> **REQUIREMENTS**
Convert the stretch of the listing below, from the line containing "If you would be willing to mark the tied" through the end of the listing, into a JSON list of strings with one string per line and no blank lines.
☆ ☆ ☆ ☆
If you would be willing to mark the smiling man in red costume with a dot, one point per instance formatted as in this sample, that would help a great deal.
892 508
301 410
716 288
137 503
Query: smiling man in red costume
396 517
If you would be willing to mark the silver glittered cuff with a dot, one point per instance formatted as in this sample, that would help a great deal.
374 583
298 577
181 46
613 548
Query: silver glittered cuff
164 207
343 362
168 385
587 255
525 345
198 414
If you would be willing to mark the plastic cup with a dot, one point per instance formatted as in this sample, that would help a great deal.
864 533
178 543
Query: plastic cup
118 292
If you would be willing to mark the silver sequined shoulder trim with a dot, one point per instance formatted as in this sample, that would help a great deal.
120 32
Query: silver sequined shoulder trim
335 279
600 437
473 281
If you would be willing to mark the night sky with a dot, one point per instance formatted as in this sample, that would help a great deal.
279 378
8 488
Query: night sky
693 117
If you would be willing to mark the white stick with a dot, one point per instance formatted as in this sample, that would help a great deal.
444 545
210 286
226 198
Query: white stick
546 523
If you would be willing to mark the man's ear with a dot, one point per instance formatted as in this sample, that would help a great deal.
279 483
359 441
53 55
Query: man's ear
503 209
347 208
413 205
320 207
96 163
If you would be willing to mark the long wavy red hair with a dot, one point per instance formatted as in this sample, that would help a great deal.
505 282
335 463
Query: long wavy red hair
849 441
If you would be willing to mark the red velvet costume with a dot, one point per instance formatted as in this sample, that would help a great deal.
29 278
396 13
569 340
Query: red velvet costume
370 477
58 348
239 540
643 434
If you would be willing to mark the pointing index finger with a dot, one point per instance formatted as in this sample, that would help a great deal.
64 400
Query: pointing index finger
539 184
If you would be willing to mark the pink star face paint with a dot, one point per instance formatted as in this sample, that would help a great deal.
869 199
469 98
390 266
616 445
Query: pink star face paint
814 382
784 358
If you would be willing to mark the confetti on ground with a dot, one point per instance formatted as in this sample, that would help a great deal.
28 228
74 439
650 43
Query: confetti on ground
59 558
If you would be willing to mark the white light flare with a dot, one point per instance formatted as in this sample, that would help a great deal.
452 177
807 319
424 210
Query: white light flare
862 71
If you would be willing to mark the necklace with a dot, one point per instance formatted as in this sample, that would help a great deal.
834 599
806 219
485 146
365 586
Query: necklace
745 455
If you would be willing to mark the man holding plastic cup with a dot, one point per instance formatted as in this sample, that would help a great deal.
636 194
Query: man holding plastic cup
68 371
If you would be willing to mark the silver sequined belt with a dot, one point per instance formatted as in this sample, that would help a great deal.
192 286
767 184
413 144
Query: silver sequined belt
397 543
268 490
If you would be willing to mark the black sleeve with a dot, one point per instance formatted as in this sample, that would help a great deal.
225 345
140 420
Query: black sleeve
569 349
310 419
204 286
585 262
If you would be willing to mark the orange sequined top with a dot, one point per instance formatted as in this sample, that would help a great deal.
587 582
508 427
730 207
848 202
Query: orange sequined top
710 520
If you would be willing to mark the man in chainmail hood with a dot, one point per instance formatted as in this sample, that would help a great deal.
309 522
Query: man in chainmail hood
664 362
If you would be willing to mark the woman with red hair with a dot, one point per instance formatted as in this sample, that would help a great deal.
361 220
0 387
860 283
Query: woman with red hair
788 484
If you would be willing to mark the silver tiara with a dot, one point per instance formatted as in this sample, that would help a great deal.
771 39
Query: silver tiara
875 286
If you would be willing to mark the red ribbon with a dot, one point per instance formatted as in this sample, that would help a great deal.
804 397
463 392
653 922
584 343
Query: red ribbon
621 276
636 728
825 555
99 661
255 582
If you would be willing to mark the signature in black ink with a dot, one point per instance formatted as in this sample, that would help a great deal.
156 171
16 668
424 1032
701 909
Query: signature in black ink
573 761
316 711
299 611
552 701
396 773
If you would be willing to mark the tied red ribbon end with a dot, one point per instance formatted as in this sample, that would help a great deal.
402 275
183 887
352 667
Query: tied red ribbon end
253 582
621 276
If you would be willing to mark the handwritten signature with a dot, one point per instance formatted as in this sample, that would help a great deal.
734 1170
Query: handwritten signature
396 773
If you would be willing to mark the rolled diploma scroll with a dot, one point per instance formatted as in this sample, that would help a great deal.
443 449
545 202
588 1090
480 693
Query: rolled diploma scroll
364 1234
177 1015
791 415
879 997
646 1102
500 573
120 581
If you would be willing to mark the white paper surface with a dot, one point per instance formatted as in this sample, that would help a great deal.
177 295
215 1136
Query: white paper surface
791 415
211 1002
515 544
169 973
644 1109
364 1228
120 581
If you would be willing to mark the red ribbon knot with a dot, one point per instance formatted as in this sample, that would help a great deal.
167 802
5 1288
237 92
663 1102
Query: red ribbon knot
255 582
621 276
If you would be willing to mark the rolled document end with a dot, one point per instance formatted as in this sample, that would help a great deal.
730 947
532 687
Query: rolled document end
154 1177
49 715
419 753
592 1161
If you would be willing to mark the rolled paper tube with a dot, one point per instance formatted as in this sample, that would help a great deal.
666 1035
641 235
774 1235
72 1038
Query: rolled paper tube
☆ ☆ ☆ ☆
> **EXERCISE OUTPUT**
[
  "If you would be willing to mark the tied red ribbon end with a dot, one point per instance formatted as in this sample, that would help a great deal.",
  "402 275",
  "183 887",
  "352 667",
  "Query: tied red ribbon end",
  "253 582",
  "621 276",
  "If you would be willing to mark the handwritten signature with a dot, one point per instance formatted as in this sample, that would help a great deal.",
  "734 1170",
  "Query: handwritten signature",
  "396 773",
  "If you would be willing to mark the rolled diploma scroll with a dot, one point per instance formatted as in this sample, that would help a great deal.",
  "443 449",
  "545 202",
  "588 1090",
  "480 693",
  "Query: rolled diploma scroll",
  "364 1234",
  "177 1015",
  "791 415",
  "879 997",
  "646 1102",
  "500 573",
  "120 581",
  "If you would be willing to mark the white paper surface with a dot, one point per instance formatted as in this sample, that would help a great deal.",
  "177 295",
  "215 1136",
  "Query: white paper surface",
  "791 415",
  "211 1002",
  "515 544",
  "169 973",
  "644 1109",
  "364 1228",
  "120 581",
  "If you would be willing to mark the red ribbon knot with a dot, one point per instance formatted as in this sample, that would help a great deal.",
  "167 802",
  "5 1288",
  "237 92",
  "663 1102",
  "Query: red ribbon knot",
  "255 582",
  "621 276",
  "If you would be willing to mark the rolled document end with a dot, one point per instance formatted as in this sample, that would help a great deal.",
  "730 947",
  "532 687",
  "Query: rolled document end",
  "154 1177",
  "49 715",
  "419 753",
  "592 1161",
  "If you would be willing to mark the rolled paper tube with a dot, one point per instance formatted as in this sample, that would help a great deal.",
  "666 1035",
  "641 235",
  "774 1235",
  "72 1038",
  "Query: rolled paper tube"
]